§ Required task:
Write each line of the items below as one string in a JSON list, skipping any blank lines.

^^^^^^^^

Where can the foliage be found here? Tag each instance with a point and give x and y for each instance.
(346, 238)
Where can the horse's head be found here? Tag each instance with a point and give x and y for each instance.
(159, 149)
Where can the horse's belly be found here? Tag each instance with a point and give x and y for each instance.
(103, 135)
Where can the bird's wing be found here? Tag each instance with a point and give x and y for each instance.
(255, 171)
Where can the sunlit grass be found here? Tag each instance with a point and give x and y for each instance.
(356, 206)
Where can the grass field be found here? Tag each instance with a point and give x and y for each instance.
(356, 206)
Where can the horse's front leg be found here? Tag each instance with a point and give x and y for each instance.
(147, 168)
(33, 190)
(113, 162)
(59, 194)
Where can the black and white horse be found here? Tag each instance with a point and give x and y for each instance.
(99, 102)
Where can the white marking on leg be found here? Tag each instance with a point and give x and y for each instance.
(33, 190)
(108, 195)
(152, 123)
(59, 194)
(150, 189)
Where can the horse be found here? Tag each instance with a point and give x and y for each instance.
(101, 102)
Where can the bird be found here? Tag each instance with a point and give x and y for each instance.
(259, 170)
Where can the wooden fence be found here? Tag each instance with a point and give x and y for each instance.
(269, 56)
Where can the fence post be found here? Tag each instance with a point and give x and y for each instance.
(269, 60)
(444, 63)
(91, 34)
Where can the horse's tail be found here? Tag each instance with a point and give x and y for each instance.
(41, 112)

^^^^^^^^

§ Expected answer:
[
  "Where can the foliage be found here? Tag each instance with a point and give x and y for each instance.",
  "(346, 238)",
  "Where can the horse's head be found here? Tag each instance with a point and give x and y for each instance.",
  "(159, 149)",
  "Where can the horse's belly be found here? Tag each instance with a point and give x and y for each instance.",
  "(103, 135)",
  "Where can the bird's wing be found here? Tag each instance with a point and give x and y for each instance.",
  "(255, 171)",
  "Where can the sunlit grass be found here? Tag each instance with a point and give x and y for each instance.",
  "(356, 206)",
  "Where can the grass field be found here? Tag each instance with a point and give x and y for each instance.",
  "(356, 206)",
  "Where can the horse's front leg be found here? Tag each instance with a point and give x and y for each instance.",
  "(147, 168)",
  "(33, 190)",
  "(113, 162)",
  "(59, 194)",
  "Where can the black and white horse be found here? Tag each instance with a point and give x and y for each instance.",
  "(99, 102)",
  "Where can the white marking on leg be found here? Tag each instance with a point and give x and y for each instance.",
  "(33, 190)",
  "(108, 195)",
  "(152, 123)",
  "(59, 194)",
  "(150, 189)",
  "Where can the horse be found here? Tag each instance with a point and give x and y for each instance.",
  "(101, 102)",
  "Where can the bird be found here? Tag each instance with a point and give x and y for each instance.",
  "(259, 170)",
  "Where can the wooden fence be found here? Tag each instance with a point and give x and y for each instance.",
  "(269, 56)",
  "Where can the fence post be found here? Tag each instance with a point and give x and y for each instance.",
  "(269, 60)",
  "(444, 63)",
  "(91, 34)",
  "Where can the horse's tail be found here? Tag each instance with a point and give x and y for each instance.",
  "(41, 112)"
]